Text to read
-- start --

# Metal Pless Live Edge Premature wear on feet



## abbe (Sep 8, 2009)

we've got some metal press live boxes that the skis, skids, feet, whatever you want to call them, the steel is getting chewed up on them way quicker then it should be I feel. Even after ensuring operators were operating them correctly, the front half of the skis seems to be burned up incredibly fast considering we don't average that many plowable events in RI. Boxes are run on an assortment of stuff from Cat 259 skid to 906 Wheel Loader. 

We have some live edge units on loaders with moveable wings and the skis on those seem to not be getting the same amount of wear. In fact I think our 12-24 plowmax live edge is going on into its fourth season and the skis look pretty great still. The live edge box skis look tired half way through the season.

Has anyone encountered this? I had a set of them repaired last year and it cost me a fortune. Trying to figure out a solution to get more life out of them


----------



## Mark Oomkes (Dec 10, 2000)

Yes and it's a pain. 

We tried removing the springs to reduce downpressure but then the wings got stuck up in the air. 

We've been using AR500 in place of whatever OEM is. Seems like we went thicker than OEM as well. 

Sorry, it was a couple years ago and I don't remember specifics. I can check and get back to you. 

Doing the same thing on our Normand blowers too. Cheaper than buying OEM replacements.


----------



## Neige (Jan 29, 2008)

The LiveBoxx plows skid shoes are made from AR400 steel. If the are wearing out quickly in the the front means the operators are putting to much forward curl on the plow.
What Mark suggested is not a bad idea, by removing the down pressure spring your skid shoes will float better and not wear out prematurely in front. If you find the wings sticking try and loosen the main bolt a quarter turn.

-- end --

Exercise tasks
A) Could you duplicate the forum thread on plow skid wear from "Yes and it's" to "buying OEM replacements."?
B) Can you pull out every line in the rows that contains the string "narrow"? Match its case exactly.

Provided entries
-- start --

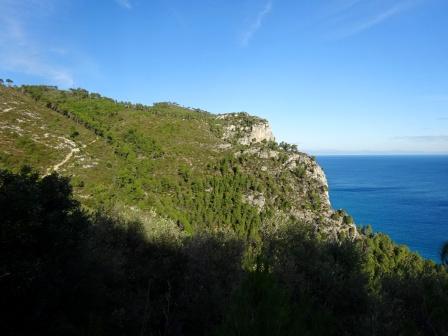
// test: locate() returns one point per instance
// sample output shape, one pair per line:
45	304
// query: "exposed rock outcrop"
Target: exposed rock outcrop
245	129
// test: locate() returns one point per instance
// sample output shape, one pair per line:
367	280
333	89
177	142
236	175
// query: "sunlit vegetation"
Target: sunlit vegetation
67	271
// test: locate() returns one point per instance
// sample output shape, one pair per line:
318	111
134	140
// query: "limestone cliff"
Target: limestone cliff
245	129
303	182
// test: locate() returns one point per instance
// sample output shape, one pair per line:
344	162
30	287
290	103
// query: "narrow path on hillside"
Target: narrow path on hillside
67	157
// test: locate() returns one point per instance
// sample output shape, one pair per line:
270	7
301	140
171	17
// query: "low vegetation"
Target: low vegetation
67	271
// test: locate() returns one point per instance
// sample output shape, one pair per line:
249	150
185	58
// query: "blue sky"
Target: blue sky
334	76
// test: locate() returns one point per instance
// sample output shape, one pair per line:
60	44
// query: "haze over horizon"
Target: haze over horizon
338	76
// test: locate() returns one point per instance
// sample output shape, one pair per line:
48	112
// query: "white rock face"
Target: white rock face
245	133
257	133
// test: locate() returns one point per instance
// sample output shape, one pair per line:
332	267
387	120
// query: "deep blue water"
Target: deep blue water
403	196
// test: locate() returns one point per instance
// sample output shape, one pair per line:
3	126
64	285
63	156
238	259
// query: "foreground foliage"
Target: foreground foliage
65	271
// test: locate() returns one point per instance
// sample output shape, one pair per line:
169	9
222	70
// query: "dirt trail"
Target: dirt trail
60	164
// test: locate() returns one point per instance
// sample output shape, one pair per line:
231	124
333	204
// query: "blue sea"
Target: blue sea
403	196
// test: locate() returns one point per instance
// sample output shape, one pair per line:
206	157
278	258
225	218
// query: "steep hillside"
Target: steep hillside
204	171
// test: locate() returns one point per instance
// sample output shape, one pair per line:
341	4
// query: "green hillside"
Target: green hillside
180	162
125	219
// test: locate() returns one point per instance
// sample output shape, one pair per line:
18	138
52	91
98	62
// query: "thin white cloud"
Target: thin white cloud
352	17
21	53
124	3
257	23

-- end --
-- start --

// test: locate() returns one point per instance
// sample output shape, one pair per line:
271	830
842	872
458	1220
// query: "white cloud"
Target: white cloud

-- end --

Solutions per task
A)
Yes and it's a pain. 

We tried removing the springs to reduce downpressure but then the wings got stuck up in the air. 

We've been using AR500 in place of whatever OEM is. Seems like we went thicker than OEM as well. 

Sorry, it was a couple years ago and I don't remember specifics. I can check and get back to you. 

Doing the same thing on our Normand blowers too. Cheaper than buying OEM replacements.

B)
// query: "narrow path on hillside"
Target: narrow path on hillside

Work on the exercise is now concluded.